Ragusa, ad esempio, nonostante le sue esigue dimensioni, è una delle dieci province del nostro Paese dove più alto è il numero di abitazioni acquistate da immigrati. È uno dei dati contenuto nel XXIV Rapporto Immigrazione 2020 di Caritas italiana e Fondazione Migrantes, intitolato “Conoscere per comprendere”. Ragusa, però, è anche una di quelle province dove la Caritas ha documentato i meandri dell’immigrazione irregolare in cui ci sono casi di gruppi, a volte composti anche da più di dieci persone, che vivono all’interno di catapecchie, con i bagni che generalmente si trovano all’esterno e sono delle vere e proprie latrine.

### [Consegna]
Puoi trascrivere il passo del testo sull'immigrazione a Ragusa che comincia con "Ragusa, ad esempio, nonostante" e si chiude con "e proprie latrine."?

### [Dati da esaminare]
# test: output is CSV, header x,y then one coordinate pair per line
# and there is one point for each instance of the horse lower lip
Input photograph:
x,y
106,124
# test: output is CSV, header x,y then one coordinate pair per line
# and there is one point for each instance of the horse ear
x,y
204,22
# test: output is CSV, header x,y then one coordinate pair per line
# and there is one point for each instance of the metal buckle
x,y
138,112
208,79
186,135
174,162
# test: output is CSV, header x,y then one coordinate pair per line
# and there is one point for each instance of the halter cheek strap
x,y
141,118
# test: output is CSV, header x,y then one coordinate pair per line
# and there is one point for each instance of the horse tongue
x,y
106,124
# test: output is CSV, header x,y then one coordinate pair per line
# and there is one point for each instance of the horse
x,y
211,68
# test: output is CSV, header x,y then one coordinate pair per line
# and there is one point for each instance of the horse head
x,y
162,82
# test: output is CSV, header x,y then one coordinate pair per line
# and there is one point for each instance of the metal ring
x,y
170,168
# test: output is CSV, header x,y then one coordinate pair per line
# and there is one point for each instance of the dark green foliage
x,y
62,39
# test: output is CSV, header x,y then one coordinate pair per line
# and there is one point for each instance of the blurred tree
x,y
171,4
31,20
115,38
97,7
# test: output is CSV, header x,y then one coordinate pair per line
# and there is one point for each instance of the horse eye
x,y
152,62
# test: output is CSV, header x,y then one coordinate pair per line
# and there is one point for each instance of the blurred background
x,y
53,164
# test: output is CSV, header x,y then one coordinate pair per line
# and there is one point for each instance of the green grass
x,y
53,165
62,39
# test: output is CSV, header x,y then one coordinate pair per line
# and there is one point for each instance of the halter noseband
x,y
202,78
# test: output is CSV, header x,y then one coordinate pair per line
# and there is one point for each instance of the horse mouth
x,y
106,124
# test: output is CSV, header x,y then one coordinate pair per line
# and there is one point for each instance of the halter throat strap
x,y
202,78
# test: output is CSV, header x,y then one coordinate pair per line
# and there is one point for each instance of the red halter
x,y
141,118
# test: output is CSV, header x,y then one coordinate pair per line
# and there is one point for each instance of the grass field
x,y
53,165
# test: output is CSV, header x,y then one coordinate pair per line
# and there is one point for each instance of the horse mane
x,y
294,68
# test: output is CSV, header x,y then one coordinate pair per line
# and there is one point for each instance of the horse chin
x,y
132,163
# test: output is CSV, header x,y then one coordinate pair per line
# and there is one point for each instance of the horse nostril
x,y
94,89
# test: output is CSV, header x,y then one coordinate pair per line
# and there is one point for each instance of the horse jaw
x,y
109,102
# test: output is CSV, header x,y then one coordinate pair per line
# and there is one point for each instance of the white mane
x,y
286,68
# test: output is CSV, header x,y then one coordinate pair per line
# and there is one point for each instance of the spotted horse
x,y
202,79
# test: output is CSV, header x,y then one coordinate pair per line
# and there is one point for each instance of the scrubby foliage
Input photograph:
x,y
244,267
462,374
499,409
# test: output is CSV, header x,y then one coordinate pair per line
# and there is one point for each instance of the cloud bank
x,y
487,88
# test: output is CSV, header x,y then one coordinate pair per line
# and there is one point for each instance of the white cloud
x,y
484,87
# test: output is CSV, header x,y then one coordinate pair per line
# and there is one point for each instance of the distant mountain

### [Risposta]
Ragusa, ad esempio, nonostante le sue esigue dimensioni, è una delle dieci province del nostro Paese dove più alto è il numero di abitazioni acquistate da immigrati. È uno dei dati contenuto nel XXIV Rapporto Immigrazione 2020 di Caritas italiana e Fondazione Migrantes, intitolato “Conoscere per comprendere”. Ragusa, però, è anche una di quelle province dove la Caritas ha documentato i meandri dell’immigrazione irregolare in cui ci sono casi di gruppi, a volte composti anche da più di dieci persone, che vivono all’interno di catapecchie, con i bagni che generalmente si trovano all’esterno e sono delle vere e proprie latrine.